— REQUIREMENTS —
Write out the listing beneath this instruction in its entirety, exactly as it reads.

◆ ◆ ◆

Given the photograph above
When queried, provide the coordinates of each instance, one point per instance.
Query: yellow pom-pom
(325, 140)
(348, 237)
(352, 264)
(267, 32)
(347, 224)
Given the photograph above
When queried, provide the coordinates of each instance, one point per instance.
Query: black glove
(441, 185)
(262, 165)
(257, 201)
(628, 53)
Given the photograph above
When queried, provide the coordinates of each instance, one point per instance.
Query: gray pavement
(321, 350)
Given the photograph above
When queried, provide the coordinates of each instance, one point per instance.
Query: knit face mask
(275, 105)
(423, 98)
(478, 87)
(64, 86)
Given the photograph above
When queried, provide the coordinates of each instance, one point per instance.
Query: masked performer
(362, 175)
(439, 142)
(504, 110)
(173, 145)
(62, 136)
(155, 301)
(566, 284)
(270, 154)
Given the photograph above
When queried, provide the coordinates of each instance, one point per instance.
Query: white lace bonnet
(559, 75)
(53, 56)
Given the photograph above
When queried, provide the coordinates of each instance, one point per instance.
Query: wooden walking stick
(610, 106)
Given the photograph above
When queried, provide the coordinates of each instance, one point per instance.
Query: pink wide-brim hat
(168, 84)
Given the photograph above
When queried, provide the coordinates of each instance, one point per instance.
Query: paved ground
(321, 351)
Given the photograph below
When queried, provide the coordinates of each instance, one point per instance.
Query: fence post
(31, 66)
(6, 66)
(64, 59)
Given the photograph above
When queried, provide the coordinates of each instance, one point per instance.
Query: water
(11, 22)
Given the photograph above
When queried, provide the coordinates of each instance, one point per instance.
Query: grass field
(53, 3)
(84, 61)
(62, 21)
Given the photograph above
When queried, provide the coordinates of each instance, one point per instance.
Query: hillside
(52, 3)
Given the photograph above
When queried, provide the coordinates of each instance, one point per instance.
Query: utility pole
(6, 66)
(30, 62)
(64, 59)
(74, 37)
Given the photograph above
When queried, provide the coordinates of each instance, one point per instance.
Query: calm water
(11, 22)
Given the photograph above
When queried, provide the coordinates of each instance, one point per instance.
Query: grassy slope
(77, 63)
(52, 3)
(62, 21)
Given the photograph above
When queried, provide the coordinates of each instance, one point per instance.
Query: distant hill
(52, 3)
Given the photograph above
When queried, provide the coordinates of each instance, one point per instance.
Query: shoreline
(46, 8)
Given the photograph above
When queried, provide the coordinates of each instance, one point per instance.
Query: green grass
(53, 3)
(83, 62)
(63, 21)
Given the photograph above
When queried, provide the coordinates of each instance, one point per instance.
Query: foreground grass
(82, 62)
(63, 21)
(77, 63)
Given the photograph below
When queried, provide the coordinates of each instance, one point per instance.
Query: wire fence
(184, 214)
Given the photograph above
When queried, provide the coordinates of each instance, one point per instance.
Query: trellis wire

◆ ◆ ◆

— WRITTEN SOLUTION —
Given the photograph above
When queried, provide the coordinates of each instance, one point per instance.
Query: yellow pom-pom
(325, 140)
(348, 237)
(352, 264)
(267, 32)
(347, 224)
Given the photograph above
When queried, provide the coordinates of each instance, one point per instance.
Query: black glove
(441, 185)
(262, 165)
(257, 201)
(628, 53)
Given the photograph above
When queried, provide the coordinates of each instance, one point per instance.
Query: gray pavement
(321, 350)
Given the photograph above
When queried, provide the coordinates of each instance, one point per instance.
Query: knit face mask
(275, 105)
(423, 98)
(478, 87)
(64, 86)
Given the photograph above
When queried, provide the coordinates of each instance, one point per instance.
Query: masked performer
(362, 175)
(439, 142)
(504, 110)
(173, 145)
(62, 136)
(155, 301)
(566, 284)
(270, 154)
Given the photograph above
When queried, provide the coordinates of each instance, one point per instance.
Query: white lace bonnet
(559, 75)
(53, 56)
Given the photograph above
When queried, provide the coordinates of each instance, one point per instance.
Query: wooden walking stick
(610, 106)
Given the photograph above
When queried, provide the coordinates of each instance, one point per instance.
Query: pink wide-brim hat
(168, 84)
Given the photograph above
When queried, provide the coordinates of each instance, one point per instance.
Query: paved ground
(321, 351)
Given the photograph below
When queried, provide the coordinates of each instance, one point per instance.
Query: fence post
(31, 66)
(6, 66)
(64, 59)
Given the photograph above
When queried, provide the coordinates of each instance, one point per instance.
Query: water
(11, 22)
Given the photograph above
When queried, provide the coordinates of each instance, one point per instance.
Query: grass field
(53, 3)
(84, 61)
(62, 21)
Given the photograph above
When queried, provide the coordinates of each instance, one point per instance.
Query: hillside
(52, 3)
Given the photograph above
When queried, provide the coordinates of each instance, one point per instance.
Query: utility pole
(6, 66)
(30, 62)
(64, 59)
(74, 37)
Given the photograph above
When queried, provide the coordinates of each instance, one point per instance.
Query: calm water
(11, 22)
Given the photograph above
When queried, provide the coordinates of each instance, one point per instance.
Query: grassy slope
(77, 63)
(52, 3)
(62, 21)
Given the photograph above
When queried, provide the coordinates of each instance, one point per instance.
Query: distant hill
(52, 3)
Given the photograph above
When queried, provide the coordinates of each instance, one point per instance.
Query: shoreline
(46, 8)
Given the photograph above
When queried, provide the coordinates of each instance, one point per instance.
Query: green grass
(53, 3)
(83, 62)
(63, 21)
Given the photograph above
When queried, provide the coordinates of each instance, one point per instance.
Query: foreground grass
(82, 62)
(63, 21)
(77, 63)
Given the photograph below
When queried, provide the coordinates of each instance, one point per instance.
Query: wire fence
(184, 214)
Given the photograph above
When queried, provide the coordinates of each instance, one point per instance.
Query: trellis wire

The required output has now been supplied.